### DATA SHOWN

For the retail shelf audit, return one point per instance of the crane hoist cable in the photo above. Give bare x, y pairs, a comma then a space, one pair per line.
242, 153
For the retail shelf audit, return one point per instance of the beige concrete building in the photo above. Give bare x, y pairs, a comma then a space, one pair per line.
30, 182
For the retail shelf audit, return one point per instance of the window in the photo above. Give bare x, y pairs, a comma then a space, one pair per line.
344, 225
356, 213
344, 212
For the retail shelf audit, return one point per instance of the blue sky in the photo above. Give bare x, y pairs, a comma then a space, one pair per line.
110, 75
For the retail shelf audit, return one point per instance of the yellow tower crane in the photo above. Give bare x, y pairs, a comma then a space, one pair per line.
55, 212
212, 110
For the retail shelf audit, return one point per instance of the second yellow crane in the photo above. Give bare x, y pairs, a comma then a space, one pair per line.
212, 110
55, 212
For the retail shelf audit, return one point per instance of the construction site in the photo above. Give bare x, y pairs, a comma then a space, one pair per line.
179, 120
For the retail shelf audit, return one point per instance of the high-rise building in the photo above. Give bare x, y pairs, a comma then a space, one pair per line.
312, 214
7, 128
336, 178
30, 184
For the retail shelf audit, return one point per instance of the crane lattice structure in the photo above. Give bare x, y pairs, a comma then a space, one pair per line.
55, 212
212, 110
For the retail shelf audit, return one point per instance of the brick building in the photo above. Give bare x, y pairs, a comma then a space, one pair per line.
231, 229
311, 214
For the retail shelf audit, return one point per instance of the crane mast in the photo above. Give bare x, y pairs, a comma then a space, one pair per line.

### WHAT IS EXPECTED
Set down all of the material above again, line for line and word for word, in its original order.

### RESULT OF THIS TASK
For the retail shelf audit, return one point per instance of the crane hoist cable in the photo above. Give bare x, y pairs, a comma then a space, one pair per line.
242, 153
For the retail shelf audit, return one point per instance of the beige concrete building in the photo above. Give bare x, y pairs, a comma then a space, one pair per line.
30, 182
For the retail shelf audit, return one point per instance of the window in the photo above. Give bare x, y pairs, a comma then a space, one pair per line.
344, 225
356, 213
344, 212
For the retail shelf audit, return one point per instance of the blue sky in the photo above. Give bare x, y pairs, a comma then a space, one pair per line.
110, 75
For the retail shelf audit, return one point per instance of the yellow tower crane in the photo above. Give bare x, y pairs, a comma then a space, one pair per line.
55, 212
212, 110
For the retail shelf audit, return one point per instance of the second yellow crane in the photo above. Give bare x, y pairs, a comma then a space, one pair per line.
212, 110
55, 212
For the retail shelf audit, return one point per instance of the construction site in the photo above. Give bare x, y pairs, a comma then a space, one pair per line.
179, 120
For the retail shelf audit, return one point per instance of the high-rise building in the photo above. Give bare x, y pairs, a comma then a space, one pair per line.
312, 214
7, 128
336, 178
30, 184
For the retail shelf audit, return one point per instance of the crane lattice structure in the photo above. Give bare x, y pairs, a comma then a space, one pair per line.
55, 212
212, 110
For the retail shelf audit, return one point per instance of the brick building in the photo above. Give bare x, y pairs, a comma then a space, one pair per line.
231, 229
311, 214
For the retail shelf audit, return one point per instance of the crane mast in the photo above. Give bare x, y pairs, a comma then a space, one pair per line.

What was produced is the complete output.